**Task brief**
Please return each of the entries below exactly as they appear.

**Material supplied**

***

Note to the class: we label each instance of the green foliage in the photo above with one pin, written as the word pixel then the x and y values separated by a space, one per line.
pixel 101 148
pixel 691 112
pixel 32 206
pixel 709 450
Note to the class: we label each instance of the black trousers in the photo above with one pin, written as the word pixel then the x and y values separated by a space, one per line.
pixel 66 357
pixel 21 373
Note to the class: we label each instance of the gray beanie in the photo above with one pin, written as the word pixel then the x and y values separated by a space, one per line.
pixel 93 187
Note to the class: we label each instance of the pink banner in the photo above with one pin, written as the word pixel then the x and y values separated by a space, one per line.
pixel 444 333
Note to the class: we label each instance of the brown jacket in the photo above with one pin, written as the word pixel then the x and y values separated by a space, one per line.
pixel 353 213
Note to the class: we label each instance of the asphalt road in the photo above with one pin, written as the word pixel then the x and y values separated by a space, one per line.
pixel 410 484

***

**Task response**
Note to the class: we label each instance of the green foliage in the photo above with one pin, written as the word pixel then the x and y values separated by a space, one per line.
pixel 101 148
pixel 691 112
pixel 32 206
pixel 709 450
Note to the class: we label each instance of the black trousers in the photo above with one pin, written as the word pixel then the x and y values separated by a space, one per line.
pixel 66 357
pixel 21 373
Note to the class: we label each instance of the gray beanie in the photo above with one pin, written as the word pixel then the x and y values separated by a space, one per line.
pixel 93 187
Note to the class: we label each instance of the pink banner in the photo above with one pin, written as the word pixel then the x and y values separated by a space, one per line.
pixel 444 333
Note to the class: we label each instance of the brown jacket in the photo above with one pin, written as the word pixel then the x and y values separated by a space, one per line.
pixel 353 213
Note to the class: we label each instance of the asphalt road in the photo above with one pin, written as the word pixel then the x and y values separated by a space, one per line.
pixel 410 484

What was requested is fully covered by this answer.